# start of Data listing

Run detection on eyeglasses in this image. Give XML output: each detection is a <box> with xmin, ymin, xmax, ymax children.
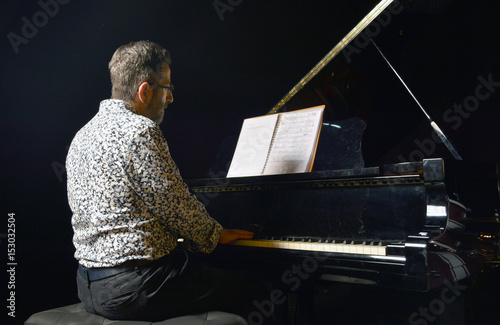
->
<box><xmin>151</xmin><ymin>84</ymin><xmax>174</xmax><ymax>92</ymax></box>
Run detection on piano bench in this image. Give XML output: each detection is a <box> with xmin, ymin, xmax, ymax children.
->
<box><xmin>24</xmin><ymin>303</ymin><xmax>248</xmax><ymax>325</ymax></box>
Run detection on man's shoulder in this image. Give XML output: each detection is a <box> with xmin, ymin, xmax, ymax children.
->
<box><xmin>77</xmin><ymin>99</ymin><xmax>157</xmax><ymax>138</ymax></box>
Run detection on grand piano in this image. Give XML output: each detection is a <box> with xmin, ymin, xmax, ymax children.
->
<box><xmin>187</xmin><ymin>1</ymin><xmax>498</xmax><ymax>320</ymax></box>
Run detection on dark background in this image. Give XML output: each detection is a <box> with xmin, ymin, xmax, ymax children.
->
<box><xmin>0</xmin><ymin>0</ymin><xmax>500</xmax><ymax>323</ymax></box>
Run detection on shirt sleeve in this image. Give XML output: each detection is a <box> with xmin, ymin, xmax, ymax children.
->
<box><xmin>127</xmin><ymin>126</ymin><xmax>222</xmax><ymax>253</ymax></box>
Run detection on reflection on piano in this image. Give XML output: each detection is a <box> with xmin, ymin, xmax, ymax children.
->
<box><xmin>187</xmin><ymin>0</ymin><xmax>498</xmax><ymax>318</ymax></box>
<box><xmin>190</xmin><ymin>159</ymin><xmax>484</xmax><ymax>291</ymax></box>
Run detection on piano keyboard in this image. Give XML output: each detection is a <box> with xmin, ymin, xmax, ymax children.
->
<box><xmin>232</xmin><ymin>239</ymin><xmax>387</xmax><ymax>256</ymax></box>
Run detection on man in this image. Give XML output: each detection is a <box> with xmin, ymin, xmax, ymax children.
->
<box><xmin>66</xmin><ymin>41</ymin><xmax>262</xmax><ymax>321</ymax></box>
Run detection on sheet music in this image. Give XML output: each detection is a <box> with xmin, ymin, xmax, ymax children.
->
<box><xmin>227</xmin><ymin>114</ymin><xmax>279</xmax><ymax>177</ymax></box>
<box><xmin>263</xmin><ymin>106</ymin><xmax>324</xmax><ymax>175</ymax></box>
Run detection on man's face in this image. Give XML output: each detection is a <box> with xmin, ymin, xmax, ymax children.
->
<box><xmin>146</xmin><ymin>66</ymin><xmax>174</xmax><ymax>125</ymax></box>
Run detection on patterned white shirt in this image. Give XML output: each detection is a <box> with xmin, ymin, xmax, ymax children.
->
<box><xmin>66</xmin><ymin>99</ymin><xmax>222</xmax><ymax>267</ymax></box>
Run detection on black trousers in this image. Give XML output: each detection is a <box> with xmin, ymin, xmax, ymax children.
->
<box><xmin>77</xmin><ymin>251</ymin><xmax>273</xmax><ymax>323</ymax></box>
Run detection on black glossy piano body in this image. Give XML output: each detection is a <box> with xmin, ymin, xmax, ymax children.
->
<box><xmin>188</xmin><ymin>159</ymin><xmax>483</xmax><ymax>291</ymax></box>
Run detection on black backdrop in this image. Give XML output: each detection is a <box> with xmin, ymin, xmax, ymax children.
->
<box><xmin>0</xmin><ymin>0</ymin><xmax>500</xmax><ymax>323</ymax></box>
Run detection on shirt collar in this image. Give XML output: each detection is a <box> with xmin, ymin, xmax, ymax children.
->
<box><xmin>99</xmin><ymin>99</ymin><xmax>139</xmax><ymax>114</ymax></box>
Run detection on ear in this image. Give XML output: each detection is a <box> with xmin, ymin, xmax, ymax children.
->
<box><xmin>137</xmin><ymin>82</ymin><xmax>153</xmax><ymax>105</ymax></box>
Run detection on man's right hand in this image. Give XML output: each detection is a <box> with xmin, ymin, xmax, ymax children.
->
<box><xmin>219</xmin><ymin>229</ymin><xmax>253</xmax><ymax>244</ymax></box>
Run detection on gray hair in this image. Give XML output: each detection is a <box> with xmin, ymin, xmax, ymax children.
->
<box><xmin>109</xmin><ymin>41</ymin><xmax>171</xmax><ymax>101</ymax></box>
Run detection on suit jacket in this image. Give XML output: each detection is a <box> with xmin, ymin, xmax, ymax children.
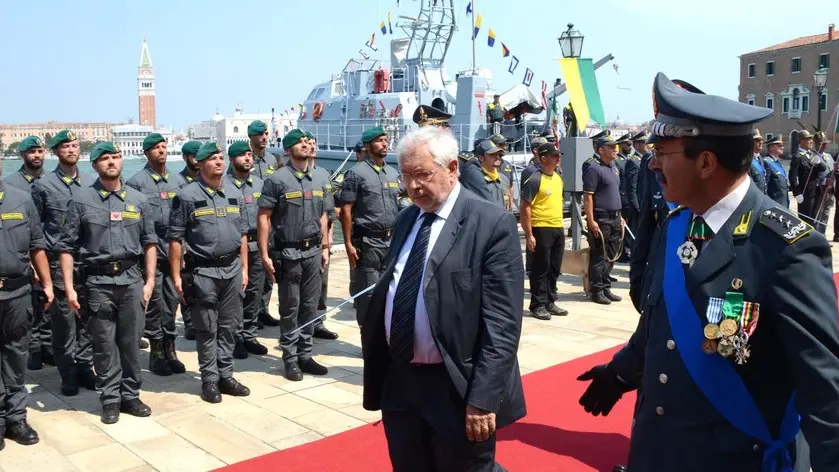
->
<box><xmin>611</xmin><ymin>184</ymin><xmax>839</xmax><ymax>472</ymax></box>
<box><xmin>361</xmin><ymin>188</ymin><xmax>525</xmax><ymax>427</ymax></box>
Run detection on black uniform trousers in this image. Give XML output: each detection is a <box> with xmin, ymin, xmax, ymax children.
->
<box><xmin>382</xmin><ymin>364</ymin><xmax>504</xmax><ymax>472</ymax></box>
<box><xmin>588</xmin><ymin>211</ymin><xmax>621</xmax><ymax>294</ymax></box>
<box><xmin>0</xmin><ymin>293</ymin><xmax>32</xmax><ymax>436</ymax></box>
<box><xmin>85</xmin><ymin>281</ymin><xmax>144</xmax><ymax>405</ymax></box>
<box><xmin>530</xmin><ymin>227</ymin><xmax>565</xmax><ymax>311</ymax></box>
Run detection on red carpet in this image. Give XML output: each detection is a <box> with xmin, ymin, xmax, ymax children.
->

# end of Data listing

Format every line of the items above as a numbered list, omitting any blank lines. Leave the pictures out of the list.

_Result of the exercise:_
1. Run detection on eyeglasses in this image. Give XML output: each detection is a <box> with xmin, ymin, xmax, ymax children.
2. ->
3. <box><xmin>151</xmin><ymin>84</ymin><xmax>174</xmax><ymax>92</ymax></box>
4. Run detection on piano bench in this image. Give XML output: each detection is a <box> with xmin, ymin, xmax, ymax children.
5. ->
6. <box><xmin>24</xmin><ymin>303</ymin><xmax>248</xmax><ymax>325</ymax></box>
7. Run detection on man's shoulder in this image. Give XML output: each detection is a <box> with xmin, ymin, xmax, ymax children.
8. ->
9. <box><xmin>77</xmin><ymin>99</ymin><xmax>157</xmax><ymax>138</ymax></box>
10. Run detection on grand piano in this image. Give XML output: each detection is a <box> with xmin, ymin, xmax, ymax children.
11. ->
12. <box><xmin>187</xmin><ymin>1</ymin><xmax>498</xmax><ymax>320</ymax></box>
13. Run detection on dark background in this image. Give XML output: each detection is a <box> with xmin, ymin, xmax, ymax children.
14. ->
15. <box><xmin>0</xmin><ymin>0</ymin><xmax>500</xmax><ymax>323</ymax></box>
16. Run detection on shirt sleeve in this image. Give XML output: each detection is a <box> with xmin, ymin, xmax, ymax children.
17. ->
18. <box><xmin>127</xmin><ymin>126</ymin><xmax>222</xmax><ymax>253</ymax></box>
19. Run detection on reflection on piano in this image. Give XML output: each detection is a <box> with xmin, ymin, xmax, ymax children.
20. ->
21. <box><xmin>187</xmin><ymin>0</ymin><xmax>498</xmax><ymax>318</ymax></box>
22. <box><xmin>190</xmin><ymin>159</ymin><xmax>484</xmax><ymax>291</ymax></box>
23. Run detection on piano keyboard in this image. Give XML output: each detection is a <box> with xmin, ymin, xmax, ymax children.
24. ->
25. <box><xmin>232</xmin><ymin>239</ymin><xmax>387</xmax><ymax>256</ymax></box>
26. Run detection on man in this image. Give XML output: each detection is a <box> with xmin, ymin, xmax, ymax children.
27. ->
28. <box><xmin>66</xmin><ymin>41</ymin><xmax>262</xmax><ymax>321</ymax></box>
29. Run detection on sheet music in this image. Give XML output: each detection is a <box> with xmin, ymin, xmax, ymax children.
30. ->
31. <box><xmin>227</xmin><ymin>114</ymin><xmax>279</xmax><ymax>177</ymax></box>
32. <box><xmin>263</xmin><ymin>106</ymin><xmax>324</xmax><ymax>175</ymax></box>
33. Run detection on man's face in this image. Give XML output: each detection is a <box> with xmin, ymin, xmax, ymax children.
34. ->
35. <box><xmin>146</xmin><ymin>66</ymin><xmax>174</xmax><ymax>125</ymax></box>
36. Run detection on patterned white shirt in this image. Give XML output: each detection is a <box> with xmin, ymin, xmax, ymax children.
37. ->
38. <box><xmin>66</xmin><ymin>99</ymin><xmax>222</xmax><ymax>267</ymax></box>
39. Run detection on black trousers in this image. Give XML output: each detection is a <box> with xmin, ymin, xmax, ymax children.
40. ->
41. <box><xmin>77</xmin><ymin>251</ymin><xmax>273</xmax><ymax>323</ymax></box>
42. Run detection on black glossy piano body in this image. Give XML output: each detection is a <box> with xmin, ymin, xmax, ymax children.
43. ->
44. <box><xmin>188</xmin><ymin>159</ymin><xmax>483</xmax><ymax>291</ymax></box>
45. Run detection on black backdrop in this image. Give XML output: each detection is a <box> with xmin, ymin, xmax, ymax children.
46. ->
47. <box><xmin>0</xmin><ymin>0</ymin><xmax>500</xmax><ymax>323</ymax></box>
48. Run detection on shirt collar in this image. Give XML output: each detection is a <box> with xmin, ymin, xmax, ymax children.
49. ->
50. <box><xmin>99</xmin><ymin>99</ymin><xmax>139</xmax><ymax>114</ymax></box>
51. Run detection on ear in this image. Give XML output: each detection is a <box> with xmin, ymin, xmax, ymax children.
52. ->
53. <box><xmin>137</xmin><ymin>82</ymin><xmax>153</xmax><ymax>105</ymax></box>
54. Run detection on man's right hand in this image. Give XML output: each detection is a <box> with xmin, ymin, xmax, ymax children.
55. ->
56. <box><xmin>219</xmin><ymin>229</ymin><xmax>253</xmax><ymax>244</ymax></box>
57. Run detection on gray hair in this image. Give XML output: each detection is a <box> with xmin, ymin, xmax, ymax children.
58. ->
59. <box><xmin>109</xmin><ymin>41</ymin><xmax>171</xmax><ymax>101</ymax></box>
60. Run detection on suit jacket in this image. Give XML output: each detection is a <box> with xmin, ymin, xmax, ymax children.
61. ->
62. <box><xmin>611</xmin><ymin>184</ymin><xmax>839</xmax><ymax>472</ymax></box>
63. <box><xmin>361</xmin><ymin>188</ymin><xmax>525</xmax><ymax>427</ymax></box>
64. Run detection on black uniform trousers in this image. Give XML output: each detection is a <box> with xmin, ymin, xmax, ymax children.
65. ->
66. <box><xmin>382</xmin><ymin>364</ymin><xmax>504</xmax><ymax>472</ymax></box>
67. <box><xmin>588</xmin><ymin>211</ymin><xmax>621</xmax><ymax>294</ymax></box>
68. <box><xmin>0</xmin><ymin>293</ymin><xmax>32</xmax><ymax>436</ymax></box>
69. <box><xmin>85</xmin><ymin>281</ymin><xmax>144</xmax><ymax>405</ymax></box>
70. <box><xmin>530</xmin><ymin>227</ymin><xmax>565</xmax><ymax>311</ymax></box>
71. Run detection on red carpet in this image. Give XML output: each detection is a <box> with xmin, ymin, xmax, ymax children.
72. ->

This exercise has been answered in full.